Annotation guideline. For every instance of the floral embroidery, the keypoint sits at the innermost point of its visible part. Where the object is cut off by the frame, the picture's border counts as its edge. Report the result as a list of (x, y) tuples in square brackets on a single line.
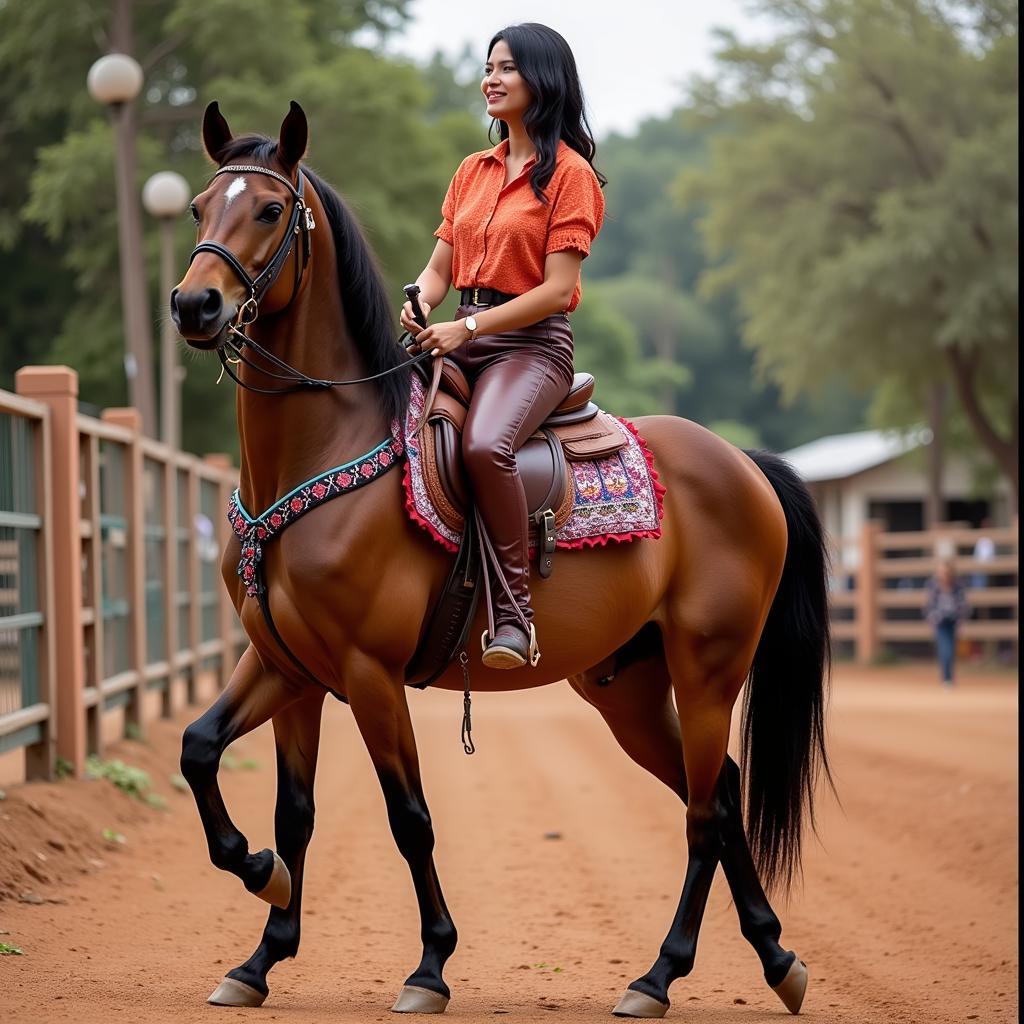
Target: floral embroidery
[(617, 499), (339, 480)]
---
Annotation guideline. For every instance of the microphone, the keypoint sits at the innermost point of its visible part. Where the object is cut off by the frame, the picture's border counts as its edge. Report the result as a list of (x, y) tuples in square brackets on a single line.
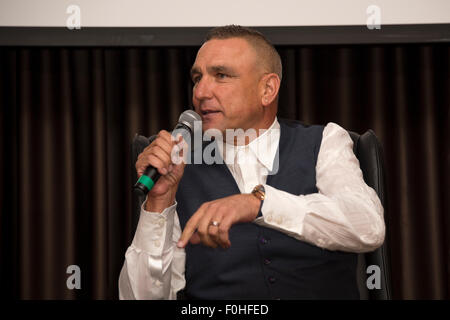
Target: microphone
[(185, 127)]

What is required ▸ Write out the material again, starting at the line containing "Annotation guideline. For every instance of the floral" and ending at the line containing "[(617, 499), (339, 480)]", with the guideline text included. Shift every coordinate in the answer points up by 135, and omit the picture.

Solution to the exercise ▸
Annotation guideline. For every instance of the floral embroidery, the keypoint sits at the innermost point of its visible part. Where the object is cut off by the frame, the picture's border counts as its edge. Report the result as a list of (x, y) tuples in square brackets on a single line.
Target: floral embroidery
[(752, 634), (474, 615)]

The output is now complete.